*INFORMATION*:
= = = =
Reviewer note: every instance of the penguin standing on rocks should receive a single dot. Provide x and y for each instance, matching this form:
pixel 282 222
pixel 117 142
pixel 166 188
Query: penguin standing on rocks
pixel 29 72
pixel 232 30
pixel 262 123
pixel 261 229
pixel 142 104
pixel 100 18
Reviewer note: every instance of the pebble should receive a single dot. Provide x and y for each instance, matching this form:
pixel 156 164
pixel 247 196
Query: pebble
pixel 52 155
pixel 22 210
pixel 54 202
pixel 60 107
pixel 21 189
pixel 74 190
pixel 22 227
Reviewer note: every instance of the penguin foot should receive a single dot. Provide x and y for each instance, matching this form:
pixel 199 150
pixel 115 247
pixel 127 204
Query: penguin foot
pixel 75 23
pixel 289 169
= = = =
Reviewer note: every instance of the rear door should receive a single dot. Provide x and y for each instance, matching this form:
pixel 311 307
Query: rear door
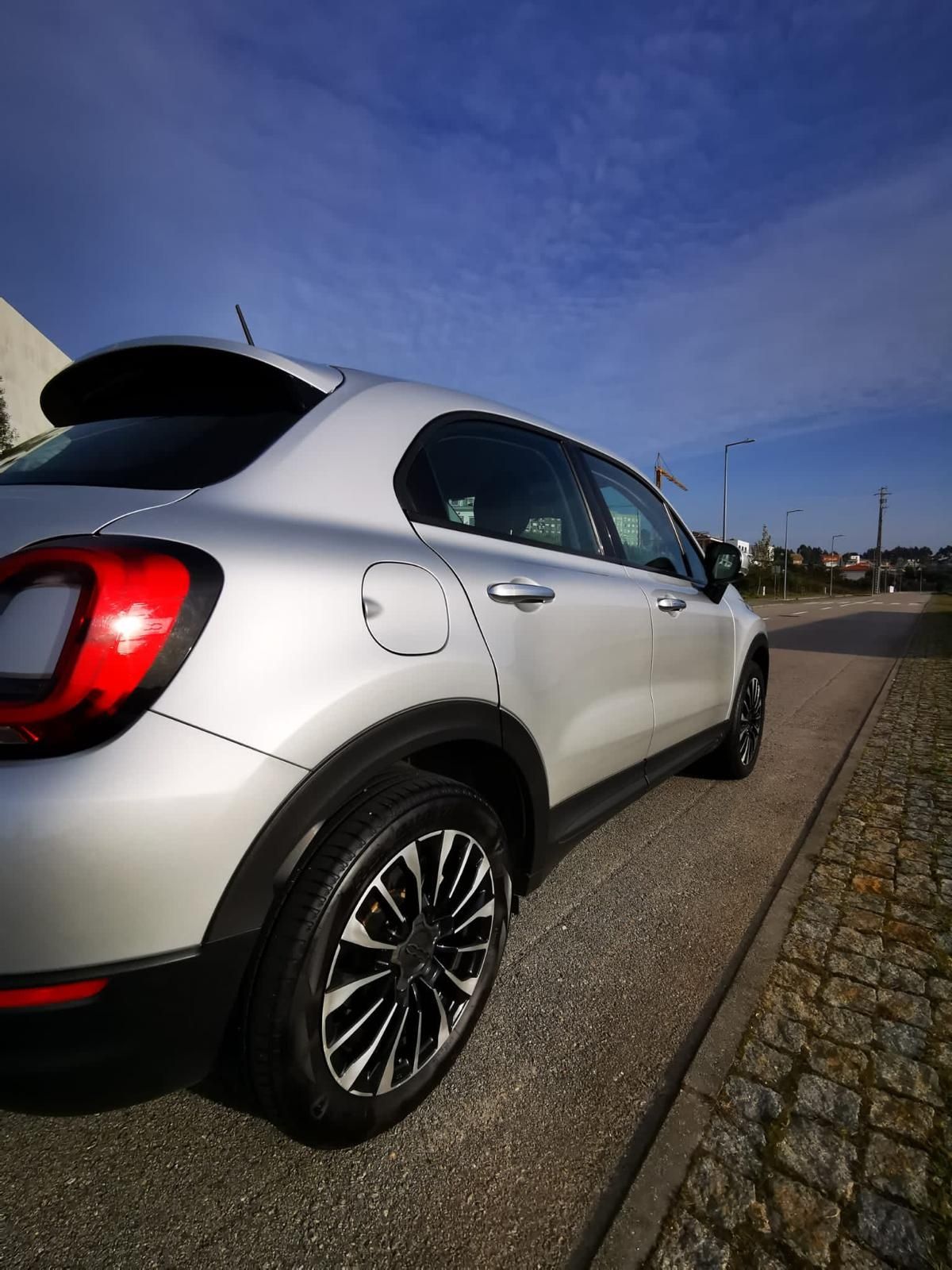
= = = =
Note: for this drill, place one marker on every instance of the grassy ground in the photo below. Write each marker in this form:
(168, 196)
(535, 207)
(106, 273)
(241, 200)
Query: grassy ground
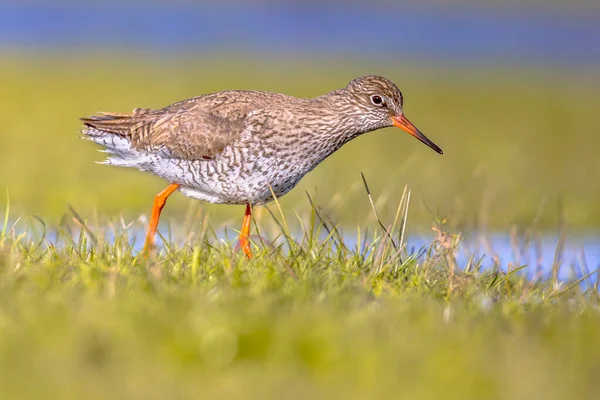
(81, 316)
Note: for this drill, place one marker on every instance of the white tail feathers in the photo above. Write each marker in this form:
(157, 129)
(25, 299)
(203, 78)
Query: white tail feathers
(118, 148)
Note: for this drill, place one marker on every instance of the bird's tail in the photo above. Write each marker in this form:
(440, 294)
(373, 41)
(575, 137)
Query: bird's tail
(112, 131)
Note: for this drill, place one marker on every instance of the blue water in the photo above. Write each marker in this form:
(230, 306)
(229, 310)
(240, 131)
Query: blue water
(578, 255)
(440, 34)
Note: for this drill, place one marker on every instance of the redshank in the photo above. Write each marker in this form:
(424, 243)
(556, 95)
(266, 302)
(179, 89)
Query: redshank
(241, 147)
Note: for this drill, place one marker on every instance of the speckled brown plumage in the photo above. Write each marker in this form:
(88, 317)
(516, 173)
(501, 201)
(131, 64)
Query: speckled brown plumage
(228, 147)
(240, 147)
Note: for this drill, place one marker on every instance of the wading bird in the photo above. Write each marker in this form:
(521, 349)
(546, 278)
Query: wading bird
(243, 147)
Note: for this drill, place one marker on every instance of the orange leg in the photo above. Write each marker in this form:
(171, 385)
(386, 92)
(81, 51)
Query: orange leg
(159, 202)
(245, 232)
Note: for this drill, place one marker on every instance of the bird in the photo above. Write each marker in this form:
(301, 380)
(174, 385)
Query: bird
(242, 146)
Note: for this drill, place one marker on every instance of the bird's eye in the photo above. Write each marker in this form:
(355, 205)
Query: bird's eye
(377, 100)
= = = =
*HOW TO COMPLETE THIS TASK*:
Report every line above that has the string "single" in it.

*RESULT OF THE TASK*:
Reviewer note: every instance of the penguin standing on rocks should receive a single dot. Provide x and y for each instance, matching this form:
Reviewer note: every instance of the pebble should receive a single dot. Provide x and y for each instance, matching this form:
Reviewer note: every instance of the penguin foot should receive a single dot. Provide x and y for each instance, matching this form:
Reviewer note: every instance of the rear door should receive a single dot. Provide x and y for each instance, matching this form:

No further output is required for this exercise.